## [Text excerpt]
· · · · ·
[Nsi-wg] Message Delivery Layer

Fri Dec 7 07:49:42 EST 2012

Hi

Shouldn't the protocol takes care of protocol stuff only? Messaging layer is
something out of scope IMHO. There is already multiple more or less
standardized approaches on how to send a message in order to assure it's
delivered or failed, and also working frameworks are available for this
depending on implementations (JMS, or some concepts related to SOA). IMHO we
should list the requirements and recommendations for this layer (e.g.
security, ciphering, maximum delivery time), which are crucial for protocol
operations, but we should not define yet another message transport layer.
This in fact is flexibility, so one can adopt NSI to anything which gives
the features we need (which are rather common, like please deliver it, and
please keep the message order). We are interested in two things:

-          Send a message to a remote Agent (use timeout for delivery)

-          Notify if transport failed after timeout

-          Get a message from a remote Agent

Would that be WebServices - actually I don't care, unless all the correct
fields are there and it is in align with state machine. Is it written in
Java or C++ - actually I don't care, feel free to use brainfuck, OISC, Thue,
Whitespace or if those are too easy, use C# ;) 

The demo cloud, or operational cloud require an agreement to use the message
layer tools which can collaborate, i.e. agree to use one (so we use
WebServices). But we should not prevent people to use it different way
around. Yes, NSI will not be compatible with other NSI agent using different
message layer. But protocol definition should not solve all the issues with
communication at once. This is implementation independent, not protocol
dependent. That's my 5 cents. Disagreements are welcome (and rather expected
:) )
· · · · ·
## [Stored data]
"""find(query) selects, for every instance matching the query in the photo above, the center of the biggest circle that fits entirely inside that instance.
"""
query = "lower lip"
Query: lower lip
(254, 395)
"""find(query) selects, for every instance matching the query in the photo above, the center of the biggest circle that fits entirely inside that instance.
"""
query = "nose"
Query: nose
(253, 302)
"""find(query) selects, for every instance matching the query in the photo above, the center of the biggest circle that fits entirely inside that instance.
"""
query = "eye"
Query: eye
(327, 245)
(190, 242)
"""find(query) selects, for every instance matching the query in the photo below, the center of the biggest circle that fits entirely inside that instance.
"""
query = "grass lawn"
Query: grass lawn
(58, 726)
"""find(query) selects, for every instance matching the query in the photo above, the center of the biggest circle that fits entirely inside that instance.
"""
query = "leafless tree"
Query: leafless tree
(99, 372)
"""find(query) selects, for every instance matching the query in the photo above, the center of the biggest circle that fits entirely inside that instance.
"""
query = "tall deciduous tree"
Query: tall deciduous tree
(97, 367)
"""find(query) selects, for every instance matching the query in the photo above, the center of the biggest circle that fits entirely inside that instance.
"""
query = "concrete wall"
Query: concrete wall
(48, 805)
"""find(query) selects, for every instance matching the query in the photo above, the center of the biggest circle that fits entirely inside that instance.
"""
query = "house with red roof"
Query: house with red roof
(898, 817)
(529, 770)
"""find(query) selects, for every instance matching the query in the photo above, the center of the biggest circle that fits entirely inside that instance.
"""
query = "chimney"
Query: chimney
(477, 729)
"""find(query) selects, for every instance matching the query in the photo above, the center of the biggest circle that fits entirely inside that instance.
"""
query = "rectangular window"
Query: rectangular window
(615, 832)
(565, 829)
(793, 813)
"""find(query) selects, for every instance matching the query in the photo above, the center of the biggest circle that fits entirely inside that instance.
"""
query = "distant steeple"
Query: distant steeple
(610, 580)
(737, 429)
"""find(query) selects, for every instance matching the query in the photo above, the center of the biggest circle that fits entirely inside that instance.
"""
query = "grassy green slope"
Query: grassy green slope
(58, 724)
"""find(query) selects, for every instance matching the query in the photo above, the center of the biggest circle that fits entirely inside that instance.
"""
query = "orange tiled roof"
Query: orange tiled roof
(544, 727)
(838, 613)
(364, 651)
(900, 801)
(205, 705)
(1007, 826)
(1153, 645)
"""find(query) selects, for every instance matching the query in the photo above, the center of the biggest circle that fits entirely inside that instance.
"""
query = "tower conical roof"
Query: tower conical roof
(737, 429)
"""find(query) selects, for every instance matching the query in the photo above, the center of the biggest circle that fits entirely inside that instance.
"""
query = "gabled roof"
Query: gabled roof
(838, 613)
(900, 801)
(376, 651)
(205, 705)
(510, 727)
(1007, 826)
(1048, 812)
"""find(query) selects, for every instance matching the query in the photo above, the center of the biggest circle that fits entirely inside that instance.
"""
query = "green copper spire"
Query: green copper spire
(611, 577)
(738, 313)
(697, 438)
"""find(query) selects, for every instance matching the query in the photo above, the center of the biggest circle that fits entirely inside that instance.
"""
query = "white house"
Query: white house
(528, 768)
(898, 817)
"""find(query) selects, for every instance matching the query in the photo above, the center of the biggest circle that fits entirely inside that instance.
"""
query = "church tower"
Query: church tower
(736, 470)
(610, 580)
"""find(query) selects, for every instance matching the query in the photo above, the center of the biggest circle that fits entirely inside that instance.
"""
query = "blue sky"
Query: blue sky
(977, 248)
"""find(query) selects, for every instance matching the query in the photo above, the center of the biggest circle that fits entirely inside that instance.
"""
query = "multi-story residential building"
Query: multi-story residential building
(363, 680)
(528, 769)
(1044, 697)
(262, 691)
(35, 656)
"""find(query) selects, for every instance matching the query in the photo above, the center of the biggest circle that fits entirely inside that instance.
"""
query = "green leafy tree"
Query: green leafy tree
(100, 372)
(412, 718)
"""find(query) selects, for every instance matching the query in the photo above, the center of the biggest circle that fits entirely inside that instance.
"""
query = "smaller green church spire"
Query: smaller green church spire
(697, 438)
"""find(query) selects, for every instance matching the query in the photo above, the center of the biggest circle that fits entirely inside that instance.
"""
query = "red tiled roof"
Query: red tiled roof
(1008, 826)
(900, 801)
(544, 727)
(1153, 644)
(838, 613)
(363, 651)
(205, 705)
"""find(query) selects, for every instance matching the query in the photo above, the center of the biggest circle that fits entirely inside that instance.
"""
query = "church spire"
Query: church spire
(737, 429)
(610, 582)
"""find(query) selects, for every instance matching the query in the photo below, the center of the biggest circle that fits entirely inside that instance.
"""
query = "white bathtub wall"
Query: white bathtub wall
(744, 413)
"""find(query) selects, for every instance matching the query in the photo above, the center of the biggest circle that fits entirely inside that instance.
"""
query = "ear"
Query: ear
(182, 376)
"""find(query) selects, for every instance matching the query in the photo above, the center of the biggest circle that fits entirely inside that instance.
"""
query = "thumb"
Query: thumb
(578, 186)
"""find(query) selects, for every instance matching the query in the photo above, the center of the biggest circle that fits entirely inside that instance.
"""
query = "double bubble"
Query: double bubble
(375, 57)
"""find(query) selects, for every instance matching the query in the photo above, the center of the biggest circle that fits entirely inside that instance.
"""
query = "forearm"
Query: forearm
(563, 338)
· · · · ·
## [Direction A]
Translate this sentence from the message delivery layer post into French: "But protocol definition should not solve all the issues with communication at once."
## [Direction B]
Decide whether each statement agrees with the message delivery layer post. For each, answer yes or no and quote the words that settle it. (i) The writer wants NSI to define its own message transport layer. (ii) The demo or operational cloud would agree on WebServices as its message layer. (iii) The writer expects NSI to stay compatible with agents that use a different message layer.
## [Direction C]
Pick up the message delivery layer post after its final sentence and keep writing it.

## [Response A]
Mais la définition du protocole ne devrait pas résoudre tous les problèmes de communication d'un seul coup.

## [Response B]
(i) No: "we should not define yet another message transport layer."
(ii) Yes: "agree to use one (so we use WebServices)"
(iii) No: "Yes, NSI will not be compatible with other NSI agent using different message layer."

## [Response C]
Best regards

Radek

______________________________________________

Radosław Krzywania

Network Department of

Poznan Supercomputing and Networking Center

http://www.man.poznan.pl

______________________________________________

From: nsi-wg-bounces at ogf.org [mailto:nsi-wg-bounces at ogf.org] On Behalf Of
Jerry Sobieski
Sent: Friday, December 07, 2012 1:22 PM
To: Jeroen van der Ham
Cc: NSI Working Group
Subject: Re: [Nsi-wg] Message Delivery Layer

My suggestion is to formalize the Message Transport Layer:

The MTL is responsible for taking a message from the NSI protocol layer,
placing it in a transmit queue, and ensuring that: a) the msg gets sent, or
b) there is an indication that the message cannot be sent.

The NSI protocol layer invokes this MTL_Send() function by presenting 1) the
NSI protocol message, 2) the *NSA ID* destination (not a web service
endpoint), 3) a callback for normal completion, 4) a timeout value, and 5) a
callback for timeout error.

The MTL places the message on a queue for the indicated target NSA, and
transmits the messages in a FIFO order.  Thus there is a different queue for
each destination NSA.    

Whenever a message is queued for transmission to a destination NSA, the MTL
will check to see if there is an open TCP/SSL session to that destination
NSA.   If there is, then the message is transmitted on that session using
the exchange below.  If there is no active session, the MTL will try to find
the appropriate addressing information for that target NSA and open a
session to it.  If successful, the local MTL will proceed with the
transmission.  If the session is not established(e.g. no target address info
is available, or the dest is unreachable, or behind a FW, etc.) the local
sending MTL leaves the message on the send queue and waits a period before
retrying the session establishment.

The session can also be established by the remote MTL.  When a TCP/SSL
session is received from a remote agent, the MTLs exchange NSA identifiers
and the session is bound to the appropriate NSA send queue.  (Sessions are
bi-directional.)

Each NSI protocol message is exchanged by MTLs using the following sequence:
    Source NSA                    Dest NSA
    MsgXmit(msg, msgid)->                               Sends the entire
message along with a message id/seq number 
                                     <- MsgRecv(msgid)     Responds that the
message id has been received, stored, and queued
    MsgRecvAck(msgid)   ->                               Acknowledges the
completion of the transaction.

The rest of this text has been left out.